== Excerpted text ==
Adapter trimming
Clicking Next will allow you to specify parameters for adapter trimming.
When you are analyzing sequencing data, the adapters must be trimmed off before you proceed with further analysis. The removal of adapters is often done directly on the sequencing machine, but in some cases, some adapters remain on the sequenced reads. The presence of remaining adapters can lead to misleading results, so we recommend to trim them off the reads (figure 21.4).
Figure 21.4: Trimming your sequencing data for adapter sequences.
The default option for this trimming step is to use the "Automatic read-through adapter trimming", which will detect read-through adapter sequence on paired-end reads automatically. Read-through means that the sample DNA fragment being sequenced is shorter than the read length, such that the 3' end of one read includes the reverse-complement of the adapter from the start of the other read. Leaving this option enabled is always recommended: the trimming performed automatically can detect read-through of even a single nucleotide, which is not the case when trimming using a trim adapter list. The detected adapters for the first and second read can be found in the Trim Reads report.
There are however a couple of limitations on the "Automatic read-through adapter trimming" option: this option detects overlap in paired reads containing standard nucleotides (A, T, C, and G). If the read contains ambiguous symbols, such as N, these will not match the standard nucleotides.
Also, the first and second read should be of equal (or near-equal) length - some sequencing protocols use asymmetric read lengths for the first and second read, in which case the tool is less likely to detect and trim the read-through.
So when you are working with data of low quality, asymmetric read lengths, mate-paired reads, single reads, small RNAs, or also when working with gene specific primers, it is recommended that you specify a trim adapter read in addition to using the "Automatic read-through adapter trimming" option. It is even possible to use the report of the Trim Read tool to find out what Trim adapter list should be used for the data at hand. Read Trim adapter list to learn how to create an adapter list.

== Data extracts ==

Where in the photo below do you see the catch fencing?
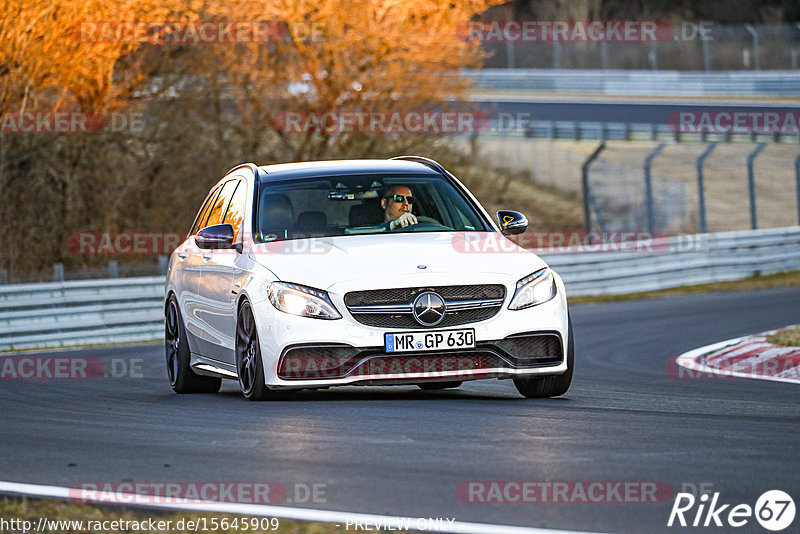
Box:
[0,226,800,351]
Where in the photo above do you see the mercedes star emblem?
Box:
[413,291,446,326]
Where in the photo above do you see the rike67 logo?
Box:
[667,490,795,532]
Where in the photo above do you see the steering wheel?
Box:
[392,215,452,232]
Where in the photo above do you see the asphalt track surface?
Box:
[0,288,800,533]
[472,97,800,124]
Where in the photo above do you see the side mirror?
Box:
[497,210,528,235]
[194,224,233,249]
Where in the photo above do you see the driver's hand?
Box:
[389,213,417,230]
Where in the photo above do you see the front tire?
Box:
[164,295,222,393]
[514,318,575,399]
[236,301,277,401]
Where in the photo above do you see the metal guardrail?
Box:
[462,69,800,97]
[0,226,800,351]
[510,121,800,145]
[0,276,164,350]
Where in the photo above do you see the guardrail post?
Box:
[108,260,119,278]
[700,38,711,71]
[747,143,767,230]
[644,143,667,233]
[647,41,658,70]
[581,141,608,232]
[553,40,563,69]
[697,143,717,234]
[744,24,761,70]
[794,154,800,224]
[53,263,64,282]
[506,39,517,69]
[158,256,169,276]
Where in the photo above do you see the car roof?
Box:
[258,159,442,182]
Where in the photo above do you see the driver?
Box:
[381,185,417,230]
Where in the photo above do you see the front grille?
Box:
[344,284,506,328]
[496,334,564,367]
[344,284,506,308]
[353,308,500,329]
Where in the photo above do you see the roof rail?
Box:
[389,156,450,176]
[225,163,266,176]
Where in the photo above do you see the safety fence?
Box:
[472,21,800,71]
[0,226,800,351]
[462,68,800,98]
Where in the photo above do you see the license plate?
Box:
[384,328,475,352]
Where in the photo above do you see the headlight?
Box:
[267,282,342,319]
[508,267,556,310]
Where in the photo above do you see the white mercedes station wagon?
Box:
[164,156,574,400]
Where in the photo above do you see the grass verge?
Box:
[567,271,800,304]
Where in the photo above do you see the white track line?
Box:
[0,481,598,534]
[675,337,800,384]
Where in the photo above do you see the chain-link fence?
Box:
[0,256,168,285]
[462,134,800,234]
[481,22,800,70]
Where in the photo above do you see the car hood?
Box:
[251,232,546,289]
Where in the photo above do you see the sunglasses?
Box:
[384,195,416,204]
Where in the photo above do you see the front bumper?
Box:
[254,278,569,389]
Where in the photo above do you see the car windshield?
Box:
[256,175,490,242]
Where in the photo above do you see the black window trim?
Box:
[251,173,488,244]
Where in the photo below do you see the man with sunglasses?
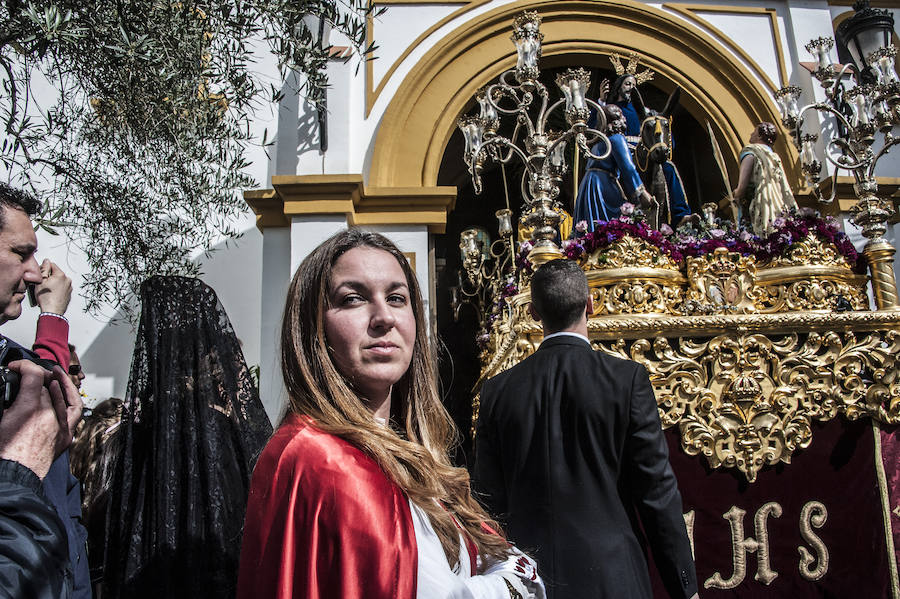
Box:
[0,183,91,599]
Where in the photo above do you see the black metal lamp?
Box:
[836,0,894,83]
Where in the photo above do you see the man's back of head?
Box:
[531,259,590,335]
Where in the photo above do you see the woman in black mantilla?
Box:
[103,277,272,599]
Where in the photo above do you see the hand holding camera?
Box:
[0,360,84,479]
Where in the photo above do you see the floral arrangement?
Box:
[756,208,866,274]
[562,202,683,262]
[564,202,866,273]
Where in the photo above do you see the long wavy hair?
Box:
[281,229,509,566]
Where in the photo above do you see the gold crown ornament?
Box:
[609,52,656,85]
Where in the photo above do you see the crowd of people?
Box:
[0,186,697,599]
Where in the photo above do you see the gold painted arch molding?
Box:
[368,0,799,187]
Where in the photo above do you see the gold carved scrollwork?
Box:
[594,330,900,482]
[755,234,869,312]
[766,233,852,269]
[582,236,685,316]
[476,234,900,480]
[582,235,678,271]
[684,248,756,314]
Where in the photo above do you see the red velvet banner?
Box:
[654,418,900,599]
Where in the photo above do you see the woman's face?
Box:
[325,247,416,406]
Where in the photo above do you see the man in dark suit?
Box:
[473,260,697,599]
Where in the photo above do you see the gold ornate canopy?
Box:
[474,234,900,482]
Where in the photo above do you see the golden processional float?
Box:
[451,3,900,598]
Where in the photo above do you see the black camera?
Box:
[0,336,56,418]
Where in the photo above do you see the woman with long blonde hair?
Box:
[238,229,544,599]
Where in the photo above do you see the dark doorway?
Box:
[434,54,725,464]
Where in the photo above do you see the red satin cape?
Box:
[237,416,417,599]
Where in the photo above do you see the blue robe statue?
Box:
[616,100,691,227]
[574,133,644,231]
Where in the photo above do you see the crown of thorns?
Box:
[609,52,655,85]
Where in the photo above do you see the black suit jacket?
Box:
[473,335,697,599]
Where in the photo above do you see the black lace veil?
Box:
[103,276,272,599]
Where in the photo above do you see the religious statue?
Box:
[732,122,797,236]
[607,54,691,228]
[575,104,653,231]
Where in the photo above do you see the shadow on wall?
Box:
[75,227,262,399]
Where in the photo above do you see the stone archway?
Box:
[369,0,799,187]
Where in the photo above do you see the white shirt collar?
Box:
[541,331,591,345]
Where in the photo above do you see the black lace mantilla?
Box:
[103,276,272,599]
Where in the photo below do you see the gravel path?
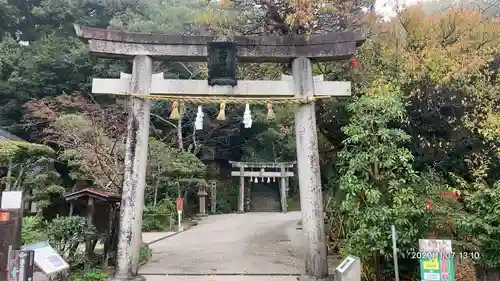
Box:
[139,212,304,274]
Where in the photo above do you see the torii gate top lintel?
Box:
[74,24,365,62]
[229,161,297,168]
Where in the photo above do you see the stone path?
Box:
[139,212,304,281]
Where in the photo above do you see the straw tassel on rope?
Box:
[216,102,226,120]
[170,101,181,120]
[243,103,252,129]
[267,102,276,119]
[194,105,204,130]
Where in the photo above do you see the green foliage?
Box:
[0,140,54,161]
[455,182,500,266]
[71,269,108,281]
[44,216,96,267]
[0,140,66,211]
[21,216,44,245]
[217,181,239,214]
[142,199,177,232]
[334,82,436,259]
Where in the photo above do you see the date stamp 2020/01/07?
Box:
[409,252,481,260]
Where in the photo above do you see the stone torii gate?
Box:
[75,25,364,281]
[229,161,296,214]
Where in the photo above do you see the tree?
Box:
[333,81,439,270]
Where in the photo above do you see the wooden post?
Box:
[280,165,287,213]
[198,186,208,217]
[85,196,94,270]
[0,209,22,280]
[292,57,328,278]
[238,167,245,214]
[114,55,153,280]
[210,180,217,214]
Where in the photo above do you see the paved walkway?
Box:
[139,212,304,281]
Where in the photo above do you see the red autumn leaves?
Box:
[425,190,460,210]
[351,57,361,69]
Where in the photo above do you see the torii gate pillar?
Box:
[292,57,328,278]
[115,56,153,281]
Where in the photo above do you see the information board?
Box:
[418,239,455,281]
[22,242,69,275]
[334,255,361,281]
[0,191,23,209]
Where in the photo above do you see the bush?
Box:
[71,269,108,281]
[142,199,176,231]
[45,216,96,267]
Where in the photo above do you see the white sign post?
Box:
[22,242,69,275]
[0,191,23,209]
[177,211,184,232]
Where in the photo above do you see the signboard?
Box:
[334,256,361,281]
[0,191,23,209]
[23,242,69,275]
[417,239,455,281]
[7,250,35,281]
[177,197,184,212]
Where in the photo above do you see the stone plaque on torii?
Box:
[75,25,364,281]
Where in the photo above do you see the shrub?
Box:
[45,216,96,267]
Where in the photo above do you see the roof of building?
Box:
[64,188,121,203]
[0,129,25,141]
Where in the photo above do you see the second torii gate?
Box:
[229,161,296,214]
[75,25,364,281]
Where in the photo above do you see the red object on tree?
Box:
[425,199,432,210]
[351,57,361,68]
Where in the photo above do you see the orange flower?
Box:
[351,57,361,69]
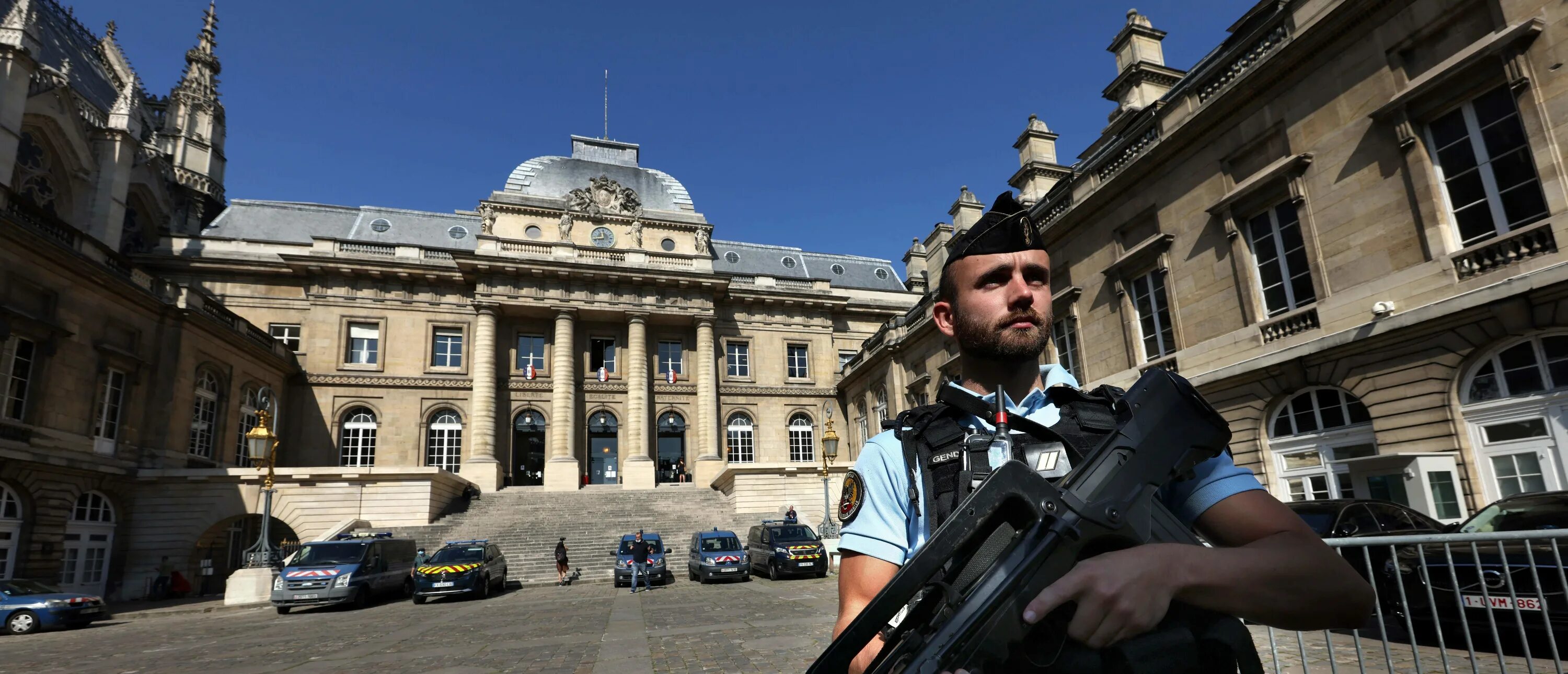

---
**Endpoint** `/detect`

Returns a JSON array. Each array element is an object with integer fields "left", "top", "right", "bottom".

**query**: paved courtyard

[{"left": 0, "top": 577, "right": 1560, "bottom": 674}]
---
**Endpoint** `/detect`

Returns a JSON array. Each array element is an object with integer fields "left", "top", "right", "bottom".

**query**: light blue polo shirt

[{"left": 839, "top": 364, "right": 1264, "bottom": 566}]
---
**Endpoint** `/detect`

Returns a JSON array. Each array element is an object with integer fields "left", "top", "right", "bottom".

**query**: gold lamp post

[
  {"left": 245, "top": 387, "right": 278, "bottom": 569},
  {"left": 818, "top": 401, "right": 839, "bottom": 538}
]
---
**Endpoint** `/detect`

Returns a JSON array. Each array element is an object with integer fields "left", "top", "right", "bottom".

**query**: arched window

[
  {"left": 234, "top": 386, "right": 262, "bottom": 467},
  {"left": 188, "top": 370, "right": 218, "bottom": 459},
  {"left": 425, "top": 409, "right": 463, "bottom": 472},
  {"left": 337, "top": 408, "right": 376, "bottom": 467},
  {"left": 789, "top": 414, "right": 817, "bottom": 461},
  {"left": 60, "top": 492, "right": 114, "bottom": 594},
  {"left": 0, "top": 483, "right": 22, "bottom": 580},
  {"left": 1269, "top": 387, "right": 1374, "bottom": 502},
  {"left": 724, "top": 412, "right": 757, "bottom": 464}
]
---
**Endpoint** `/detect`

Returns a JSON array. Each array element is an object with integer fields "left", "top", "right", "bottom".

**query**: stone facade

[{"left": 840, "top": 0, "right": 1568, "bottom": 522}]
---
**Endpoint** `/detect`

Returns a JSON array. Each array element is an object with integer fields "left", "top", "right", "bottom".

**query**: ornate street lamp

[
  {"left": 818, "top": 400, "right": 839, "bottom": 538},
  {"left": 245, "top": 387, "right": 279, "bottom": 569}
]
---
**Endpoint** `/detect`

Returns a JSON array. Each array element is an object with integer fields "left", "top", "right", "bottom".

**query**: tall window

[
  {"left": 0, "top": 337, "right": 36, "bottom": 420},
  {"left": 724, "top": 412, "right": 757, "bottom": 464},
  {"left": 1054, "top": 317, "right": 1083, "bottom": 386},
  {"left": 1247, "top": 201, "right": 1317, "bottom": 317},
  {"left": 425, "top": 409, "right": 463, "bottom": 472},
  {"left": 659, "top": 342, "right": 685, "bottom": 375},
  {"left": 1269, "top": 387, "right": 1377, "bottom": 500},
  {"left": 348, "top": 323, "right": 381, "bottom": 365},
  {"left": 517, "top": 335, "right": 544, "bottom": 371},
  {"left": 267, "top": 323, "right": 299, "bottom": 351},
  {"left": 187, "top": 370, "right": 218, "bottom": 459},
  {"left": 93, "top": 368, "right": 125, "bottom": 453},
  {"left": 337, "top": 408, "right": 376, "bottom": 467},
  {"left": 1132, "top": 270, "right": 1176, "bottom": 361},
  {"left": 724, "top": 342, "right": 751, "bottom": 376},
  {"left": 784, "top": 343, "right": 811, "bottom": 379},
  {"left": 430, "top": 328, "right": 463, "bottom": 367},
  {"left": 234, "top": 386, "right": 262, "bottom": 467},
  {"left": 1427, "top": 85, "right": 1548, "bottom": 246},
  {"left": 789, "top": 414, "right": 817, "bottom": 461},
  {"left": 588, "top": 337, "right": 615, "bottom": 375}
]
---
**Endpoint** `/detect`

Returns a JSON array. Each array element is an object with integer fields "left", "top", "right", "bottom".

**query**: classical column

[
  {"left": 544, "top": 309, "right": 582, "bottom": 491},
  {"left": 461, "top": 304, "right": 502, "bottom": 491},
  {"left": 695, "top": 317, "right": 724, "bottom": 486},
  {"left": 621, "top": 313, "right": 655, "bottom": 489}
]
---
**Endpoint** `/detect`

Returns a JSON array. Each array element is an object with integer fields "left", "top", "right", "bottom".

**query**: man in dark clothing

[
  {"left": 555, "top": 536, "right": 568, "bottom": 586},
  {"left": 630, "top": 531, "right": 654, "bottom": 594}
]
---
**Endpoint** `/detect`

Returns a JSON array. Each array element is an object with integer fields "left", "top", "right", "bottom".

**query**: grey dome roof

[{"left": 502, "top": 136, "right": 696, "bottom": 212}]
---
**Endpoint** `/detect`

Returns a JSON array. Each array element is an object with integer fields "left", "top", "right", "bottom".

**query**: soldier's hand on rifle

[{"left": 1024, "top": 544, "right": 1193, "bottom": 649}]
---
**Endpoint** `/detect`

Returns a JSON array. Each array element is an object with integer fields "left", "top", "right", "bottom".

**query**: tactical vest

[{"left": 883, "top": 384, "right": 1262, "bottom": 674}]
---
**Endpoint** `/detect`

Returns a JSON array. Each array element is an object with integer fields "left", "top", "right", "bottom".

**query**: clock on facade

[{"left": 588, "top": 227, "right": 615, "bottom": 248}]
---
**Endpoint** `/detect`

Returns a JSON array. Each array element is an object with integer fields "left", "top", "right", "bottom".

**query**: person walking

[
  {"left": 630, "top": 530, "right": 654, "bottom": 594},
  {"left": 555, "top": 536, "right": 569, "bottom": 588}
]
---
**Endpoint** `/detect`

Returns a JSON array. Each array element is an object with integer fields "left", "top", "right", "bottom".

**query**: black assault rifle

[{"left": 808, "top": 368, "right": 1258, "bottom": 674}]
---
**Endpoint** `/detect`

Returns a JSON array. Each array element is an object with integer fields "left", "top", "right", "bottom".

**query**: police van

[
  {"left": 746, "top": 519, "right": 828, "bottom": 580},
  {"left": 271, "top": 531, "right": 416, "bottom": 614}
]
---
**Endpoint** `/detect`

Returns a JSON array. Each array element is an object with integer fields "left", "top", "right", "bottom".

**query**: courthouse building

[
  {"left": 0, "top": 0, "right": 919, "bottom": 597},
  {"left": 840, "top": 0, "right": 1568, "bottom": 522}
]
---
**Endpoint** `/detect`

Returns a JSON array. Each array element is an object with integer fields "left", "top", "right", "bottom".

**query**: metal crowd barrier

[{"left": 1250, "top": 530, "right": 1568, "bottom": 674}]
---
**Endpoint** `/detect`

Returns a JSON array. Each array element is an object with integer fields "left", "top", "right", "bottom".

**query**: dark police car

[
  {"left": 414, "top": 539, "right": 506, "bottom": 603},
  {"left": 746, "top": 519, "right": 828, "bottom": 580},
  {"left": 687, "top": 527, "right": 751, "bottom": 583}
]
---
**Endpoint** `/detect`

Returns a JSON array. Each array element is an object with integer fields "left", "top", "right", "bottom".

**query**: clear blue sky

[{"left": 83, "top": 0, "right": 1253, "bottom": 268}]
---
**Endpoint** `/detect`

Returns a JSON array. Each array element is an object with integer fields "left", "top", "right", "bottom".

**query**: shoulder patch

[{"left": 839, "top": 469, "right": 866, "bottom": 524}]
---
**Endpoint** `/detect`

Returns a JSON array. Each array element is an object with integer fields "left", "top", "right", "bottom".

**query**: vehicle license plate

[{"left": 1463, "top": 594, "right": 1541, "bottom": 611}]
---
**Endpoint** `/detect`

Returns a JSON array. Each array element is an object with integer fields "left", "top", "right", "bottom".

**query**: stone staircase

[{"left": 359, "top": 484, "right": 762, "bottom": 585}]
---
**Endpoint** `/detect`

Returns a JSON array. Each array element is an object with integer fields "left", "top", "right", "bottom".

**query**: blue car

[{"left": 0, "top": 580, "right": 110, "bottom": 635}]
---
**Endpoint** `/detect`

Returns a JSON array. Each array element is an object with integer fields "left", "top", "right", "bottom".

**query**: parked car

[
  {"left": 0, "top": 578, "right": 110, "bottom": 635},
  {"left": 1385, "top": 491, "right": 1568, "bottom": 644}
]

== What to do ==
[A] Update the adapter trimming text from "When you are analyzing" up to and including "reads (figure 21.4).", replacing "sequencing machine" with "sequencer".
[B] Take the adapter trimming text further, continuing it from the point where it stops.

== Results in order ==
[A]
When you are analyzing sequencing data, the adapters must be trimmed off before you proceed with further analysis. The removal of adapters is often done directly on the sequencer, but in some cases, some adapters remain on the sequenced reads. The presence of remaining adapters can lead to misleading results, so we recommend to trim them off the reads (figure 21.4).

[B]
You can specify if the adapter trimming should be performed in Color space. Note that this option is only available for sequencing data imported using the SOLiD import. When doing the trimming in color space, the Smith-Waterman alignment is simply done using colors rather than bases. The adapter sequence is still input in base space, and the Workbench then infers the color codes. The scoring thresholds apply to the color space alignment (this means that a perfect match of 10 bases would get a score of 9 because 10 bases are represented by 9 color residues). Learn more about color space in more about color space.
Below you find a preview listing the results of trimming with the adapter trimming list on 1000 reads in the input file (reads 1001-2000 when the read file is long enough). This is useful for a quick feedback on how changes in the parameters affect the trimming (rather than having to run the full analysis several times to identify a good parameter set). The following information is shown:
- Name. The name of the adapter.
- Matches found. Number of matches found based on the settings.
- Reads discarded. This is the number of reads that will be completely discarded. This can either be because they are completely trimmed (when the Action is set to Remove adapter and the match is found at the 3' end of the read), or when the Action is set to Discard when found or Discard when not found.
- Nucleotides removed. The number of nucleotides that are trimmed include both the ones coming from the reads that are discarded and the ones coming from the parts of the reads that are trimmed off.
- Avg. length This is the average length of the reads that are retained (excluding the ones that are discarded).